[START Extract]
Fixes: dcfe378c81f72 ("lib: introduce support for page allocation tagging")
Cc: stable@vger.kernel.org
Suggested-by: Suren Baghdasaryan <surenb@google.com>
Signed-off-by: Hao Ge <hao.ge@linux.dev>
---
v3:
  - Use RCU to protect alloc_tag_add_early_pfn_ptr and avoid race conditions
    between alloc_tag_add_early_pfn() and clear_early_alloc_pfn_tag_refs()
  - Add static_key_enabled() check in clear_early_alloc_pfn_tag_refs()
  - Use task->alloc_tag instead of current->alloc_tag
  - Add NULL check for task->alloc_tag before calling alloc_tag_set_inaccurate()
  - Add likely() hint for get_page_tag_ref() in the common path
  - Update comments to explain the small race window between ref.ct check
    and set_codetag_empty()
  - Move all CONFIG_MEM_ALLOC_PROFILING_DEBUG code (variables and functions)
    together near init_page_alloc_tagging() for better code organization
  - Add TODO comment about replacing fixed-size array with dynamic allocation
    using a GFP flag similar to ___GFP_NO_OBJ_EXT to avoid recursion
  - Update function declaration in header file to use #if defined() style

v2:
  - Replace spin_lock_irqsave() with atomic_try_cmpxchg() to avoid potential
     deadlock in NMI context
  - Change EARLY_ALLOC_PFN_MAX from 256 to 8192
  - Add pr_warn_once() when the limit is exceeded
  - Check ref.ct before clearing to avoid overwriting valid tags
  - Use function pointer (alloc_tag_add_early_pfn_ptr) instead of state
---
 include/linux/alloc_tag.h   |   2 +
 include/linux/pgalloc_tag.h |   2 +-
 lib/alloc_tag.c             | 109 ++++++++++++++++++++++++++++++++++++
 mm/page_alloc.c             |  10 +++-
 4 files changed, 121 insertions(+), 2 deletions(-)

diff --git a/include/linux/alloc_tag.h b/include/linux/alloc_tag.h
index d40ac39bfbe8..02de2ede560f 100644
--- a/include/linux/alloc_tag.h
+++ b/include/linux/alloc_tag.h
@@ -163,9 +163,11 @@ static inline void alloc_tag_sub_check(union codetag_ref *ref)
[END Extract]
[START Data provided]
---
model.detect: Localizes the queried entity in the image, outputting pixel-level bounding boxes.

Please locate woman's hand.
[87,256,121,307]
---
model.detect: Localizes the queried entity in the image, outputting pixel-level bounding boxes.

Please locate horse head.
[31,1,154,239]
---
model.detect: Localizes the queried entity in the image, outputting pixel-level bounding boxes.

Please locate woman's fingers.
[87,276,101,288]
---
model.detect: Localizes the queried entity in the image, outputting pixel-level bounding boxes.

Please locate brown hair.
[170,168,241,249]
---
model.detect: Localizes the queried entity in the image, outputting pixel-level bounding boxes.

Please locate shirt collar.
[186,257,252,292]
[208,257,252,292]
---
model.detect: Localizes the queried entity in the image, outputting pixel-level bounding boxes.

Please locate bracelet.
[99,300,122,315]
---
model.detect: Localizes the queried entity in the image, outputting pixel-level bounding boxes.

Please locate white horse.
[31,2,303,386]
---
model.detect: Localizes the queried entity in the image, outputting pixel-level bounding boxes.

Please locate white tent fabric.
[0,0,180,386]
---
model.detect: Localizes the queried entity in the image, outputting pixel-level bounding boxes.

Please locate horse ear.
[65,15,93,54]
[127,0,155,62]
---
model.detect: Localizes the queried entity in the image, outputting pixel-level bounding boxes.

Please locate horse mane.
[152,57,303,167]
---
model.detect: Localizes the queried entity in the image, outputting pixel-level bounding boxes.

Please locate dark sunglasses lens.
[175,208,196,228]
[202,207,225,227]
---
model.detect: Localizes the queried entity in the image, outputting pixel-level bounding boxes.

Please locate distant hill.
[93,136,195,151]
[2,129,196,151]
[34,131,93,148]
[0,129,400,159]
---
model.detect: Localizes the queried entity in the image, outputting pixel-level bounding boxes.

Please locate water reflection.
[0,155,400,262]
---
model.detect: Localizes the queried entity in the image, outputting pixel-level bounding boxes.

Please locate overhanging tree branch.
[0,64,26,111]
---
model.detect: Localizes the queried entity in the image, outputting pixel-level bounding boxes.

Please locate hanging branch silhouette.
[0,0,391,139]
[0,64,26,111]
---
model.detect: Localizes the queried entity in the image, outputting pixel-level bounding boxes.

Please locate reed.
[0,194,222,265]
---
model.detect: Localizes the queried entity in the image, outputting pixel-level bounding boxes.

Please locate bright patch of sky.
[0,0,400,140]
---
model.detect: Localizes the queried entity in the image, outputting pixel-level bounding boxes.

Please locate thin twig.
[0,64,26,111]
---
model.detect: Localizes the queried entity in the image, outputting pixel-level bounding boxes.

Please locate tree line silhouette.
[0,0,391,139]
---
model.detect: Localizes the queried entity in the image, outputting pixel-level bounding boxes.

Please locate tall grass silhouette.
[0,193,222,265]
[END Data provided]
[START Data provided]
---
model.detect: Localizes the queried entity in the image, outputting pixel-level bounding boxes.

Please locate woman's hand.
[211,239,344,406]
[END Data provided]
-- Requirements --
(1) According to the patch changelog, what value was EARLY_ALLOC_PFN_MAX changed to in v2, and from what value?
(2) Why does the patch changelog say v2 replaced spin_lock_irqsave() with atomic_try_cmpxchg()?
The rows play no part in this work.

-- Task-by-task solutions --
(1) It was changed from 256 to 8192.

(2) The changelog says the switch to atomic_try_cmpxchg() was made to avoid a potential deadlock in NMI context.